#### [RECORDS SHOWN]
Content starts
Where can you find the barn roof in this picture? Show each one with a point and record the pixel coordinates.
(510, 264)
Content ends
Content starts
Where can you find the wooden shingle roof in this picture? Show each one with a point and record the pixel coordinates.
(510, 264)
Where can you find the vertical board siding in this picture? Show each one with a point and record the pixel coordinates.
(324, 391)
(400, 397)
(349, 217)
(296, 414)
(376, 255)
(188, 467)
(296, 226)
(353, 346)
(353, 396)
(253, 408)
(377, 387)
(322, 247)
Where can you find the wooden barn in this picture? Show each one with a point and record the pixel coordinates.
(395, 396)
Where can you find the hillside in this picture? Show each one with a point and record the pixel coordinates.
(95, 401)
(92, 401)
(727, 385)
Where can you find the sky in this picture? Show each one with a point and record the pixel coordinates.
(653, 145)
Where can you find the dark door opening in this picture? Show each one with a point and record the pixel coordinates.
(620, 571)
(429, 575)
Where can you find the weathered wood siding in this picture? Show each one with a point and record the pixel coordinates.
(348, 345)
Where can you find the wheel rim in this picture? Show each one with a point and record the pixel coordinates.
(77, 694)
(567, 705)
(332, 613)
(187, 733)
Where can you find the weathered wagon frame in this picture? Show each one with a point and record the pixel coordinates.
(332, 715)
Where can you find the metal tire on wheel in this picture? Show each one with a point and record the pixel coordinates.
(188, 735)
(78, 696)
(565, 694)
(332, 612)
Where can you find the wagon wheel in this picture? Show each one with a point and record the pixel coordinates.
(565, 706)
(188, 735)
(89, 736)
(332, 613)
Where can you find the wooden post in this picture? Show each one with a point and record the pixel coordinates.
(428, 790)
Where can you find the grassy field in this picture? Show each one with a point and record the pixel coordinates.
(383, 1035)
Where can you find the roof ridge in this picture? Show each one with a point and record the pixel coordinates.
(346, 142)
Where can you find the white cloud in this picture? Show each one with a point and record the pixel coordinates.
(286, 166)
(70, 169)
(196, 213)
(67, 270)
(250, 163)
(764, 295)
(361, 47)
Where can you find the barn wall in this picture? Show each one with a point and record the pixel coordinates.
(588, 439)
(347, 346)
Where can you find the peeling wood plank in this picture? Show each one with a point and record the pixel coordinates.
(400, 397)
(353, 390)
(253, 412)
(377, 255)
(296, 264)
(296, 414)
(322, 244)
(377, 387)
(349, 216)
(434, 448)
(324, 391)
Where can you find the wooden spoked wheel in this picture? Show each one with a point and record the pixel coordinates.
Content ends
Content starts
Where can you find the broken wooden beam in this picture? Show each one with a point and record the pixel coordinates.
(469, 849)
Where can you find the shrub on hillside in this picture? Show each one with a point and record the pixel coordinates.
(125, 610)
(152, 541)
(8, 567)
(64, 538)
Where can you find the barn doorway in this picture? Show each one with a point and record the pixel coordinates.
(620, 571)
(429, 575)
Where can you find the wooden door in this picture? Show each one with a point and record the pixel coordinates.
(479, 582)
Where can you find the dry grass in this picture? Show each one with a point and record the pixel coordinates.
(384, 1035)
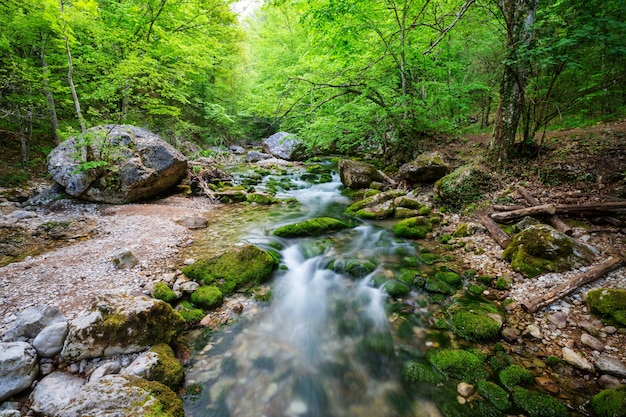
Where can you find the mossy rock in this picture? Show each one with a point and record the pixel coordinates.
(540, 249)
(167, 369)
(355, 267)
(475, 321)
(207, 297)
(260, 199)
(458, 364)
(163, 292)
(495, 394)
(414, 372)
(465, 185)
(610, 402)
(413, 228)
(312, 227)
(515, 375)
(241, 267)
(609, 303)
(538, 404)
Content ends
Please give back exactly the lines of the listing above that run from the one containing "Where can you find the grassy" through the one containing "Where can you find the wooden spoked", and only those.

#### [REPLY]
Where can you find the grassy field in this picture? Show each one with a point and record the pixel coordinates.
(383, 1035)
Where can you find the roof ridge in this picture? Show each one with a point and record the pixel coordinates.
(346, 142)
Where can you find the white cloud in this picture? Show each one with a point and record the pixel coordinates.
(286, 166)
(70, 169)
(196, 213)
(67, 270)
(250, 163)
(764, 295)
(361, 47)
Where can you find the barn wall in this picture? Show each one with a point and record the pixel coordinates.
(588, 439)
(347, 346)
Where can you find the peeling wood plank in this picture? Show each one with a point and record the pixel coordinates.
(400, 397)
(353, 390)
(253, 412)
(377, 255)
(296, 264)
(296, 414)
(322, 244)
(377, 387)
(349, 216)
(434, 448)
(324, 391)
Where can you find the wooden spoked wheel in this picture? Show each one with a point and record the pixel coordinates.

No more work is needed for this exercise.